Lines before the one containing "Task: point out every instance of the air" are excluded; reproduce that line and all lines after it in the entries below, exactly.
* BEGIN DATA LISTING *
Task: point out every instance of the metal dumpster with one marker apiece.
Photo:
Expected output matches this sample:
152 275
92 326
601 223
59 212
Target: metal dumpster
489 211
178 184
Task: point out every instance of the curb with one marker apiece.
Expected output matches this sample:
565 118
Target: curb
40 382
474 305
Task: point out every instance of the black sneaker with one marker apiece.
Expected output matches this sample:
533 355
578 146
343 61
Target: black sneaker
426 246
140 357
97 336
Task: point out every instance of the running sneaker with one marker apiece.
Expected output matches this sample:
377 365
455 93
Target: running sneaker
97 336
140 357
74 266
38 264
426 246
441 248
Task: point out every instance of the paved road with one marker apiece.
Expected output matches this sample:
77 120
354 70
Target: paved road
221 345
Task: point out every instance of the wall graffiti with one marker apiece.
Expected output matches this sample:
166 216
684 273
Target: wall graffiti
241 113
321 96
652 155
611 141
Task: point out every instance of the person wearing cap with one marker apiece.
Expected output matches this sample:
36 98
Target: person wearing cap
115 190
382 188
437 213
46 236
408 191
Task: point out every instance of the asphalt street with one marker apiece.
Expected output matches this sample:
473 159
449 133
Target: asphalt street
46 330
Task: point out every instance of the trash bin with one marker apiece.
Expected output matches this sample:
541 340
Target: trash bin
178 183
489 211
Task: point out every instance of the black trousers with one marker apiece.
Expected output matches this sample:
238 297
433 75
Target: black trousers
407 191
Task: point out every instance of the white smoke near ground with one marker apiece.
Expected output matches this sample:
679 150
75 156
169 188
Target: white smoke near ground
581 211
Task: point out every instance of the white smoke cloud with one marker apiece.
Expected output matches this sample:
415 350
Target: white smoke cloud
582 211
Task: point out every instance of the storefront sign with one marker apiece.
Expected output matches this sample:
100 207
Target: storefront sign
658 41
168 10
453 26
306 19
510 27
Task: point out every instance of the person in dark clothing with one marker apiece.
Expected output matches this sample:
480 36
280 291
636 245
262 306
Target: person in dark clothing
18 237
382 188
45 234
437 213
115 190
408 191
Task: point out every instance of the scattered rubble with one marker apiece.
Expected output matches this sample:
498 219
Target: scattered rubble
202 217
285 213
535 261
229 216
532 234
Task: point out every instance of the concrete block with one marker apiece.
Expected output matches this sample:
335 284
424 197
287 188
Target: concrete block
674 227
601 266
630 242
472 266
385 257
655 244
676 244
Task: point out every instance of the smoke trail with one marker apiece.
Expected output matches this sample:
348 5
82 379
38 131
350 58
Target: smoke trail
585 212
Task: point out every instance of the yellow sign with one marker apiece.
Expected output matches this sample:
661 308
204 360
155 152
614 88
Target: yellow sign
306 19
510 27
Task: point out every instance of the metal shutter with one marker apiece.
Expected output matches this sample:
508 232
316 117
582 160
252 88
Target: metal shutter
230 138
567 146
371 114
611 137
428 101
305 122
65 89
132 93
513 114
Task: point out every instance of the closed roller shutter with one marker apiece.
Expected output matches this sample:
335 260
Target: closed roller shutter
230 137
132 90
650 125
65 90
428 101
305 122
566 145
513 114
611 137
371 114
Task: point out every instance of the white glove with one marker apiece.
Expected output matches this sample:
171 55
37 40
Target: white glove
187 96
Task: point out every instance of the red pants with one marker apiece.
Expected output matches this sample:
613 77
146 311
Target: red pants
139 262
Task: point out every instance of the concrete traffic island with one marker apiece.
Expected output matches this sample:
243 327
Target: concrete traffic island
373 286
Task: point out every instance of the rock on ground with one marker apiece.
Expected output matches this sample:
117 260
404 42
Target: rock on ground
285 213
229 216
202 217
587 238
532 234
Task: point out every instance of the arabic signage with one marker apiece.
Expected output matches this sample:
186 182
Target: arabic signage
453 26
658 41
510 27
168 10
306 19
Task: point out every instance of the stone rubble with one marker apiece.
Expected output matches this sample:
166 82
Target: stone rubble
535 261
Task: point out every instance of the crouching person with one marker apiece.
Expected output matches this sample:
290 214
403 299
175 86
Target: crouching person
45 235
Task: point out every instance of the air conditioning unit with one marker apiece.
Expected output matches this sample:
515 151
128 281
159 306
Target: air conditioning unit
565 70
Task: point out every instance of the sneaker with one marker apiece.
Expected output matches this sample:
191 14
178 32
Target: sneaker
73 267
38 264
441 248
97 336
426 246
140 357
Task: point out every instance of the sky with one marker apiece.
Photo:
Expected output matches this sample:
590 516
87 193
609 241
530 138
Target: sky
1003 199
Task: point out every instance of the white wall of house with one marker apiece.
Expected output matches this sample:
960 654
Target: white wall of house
* END DATA LISTING *
- RESPONSE TO THE EXERCISE:
Task: point out every instance of the air conditioning unit with one marker apiece.
Expected output matches this sample:
515 151
128 281
159 306
Target: air conditioning unit
565 70
Task: point out every instance of the sneaker with one marker apiece.
Expected output matches this sample:
191 14
178 32
Target: sneaker
73 267
38 264
441 248
97 336
426 246
140 357
Task: point out every instance of the sky with one marker apiece.
Photo:
Expected output matches this sample:
590 516
87 193
609 241
530 138
Target: sky
1003 199
Task: point out every instance of the white wall of house with one marker apiece.
Expected output matches this sample:
960 654
Target: white wall of house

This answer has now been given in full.